(Requirement):
Each line of the data needs to be transcribed exactly.

- Opening Delimiter -

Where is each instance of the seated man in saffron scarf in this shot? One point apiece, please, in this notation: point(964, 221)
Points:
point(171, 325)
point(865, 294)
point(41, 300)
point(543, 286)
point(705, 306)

- Closing Delimiter -

(Answer section):
Where is each instance of the seated man in saffron scarf in this shot? One point apiece, please, in this notation: point(964, 221)
Points:
point(171, 325)
point(865, 294)
point(41, 300)
point(543, 286)
point(705, 306)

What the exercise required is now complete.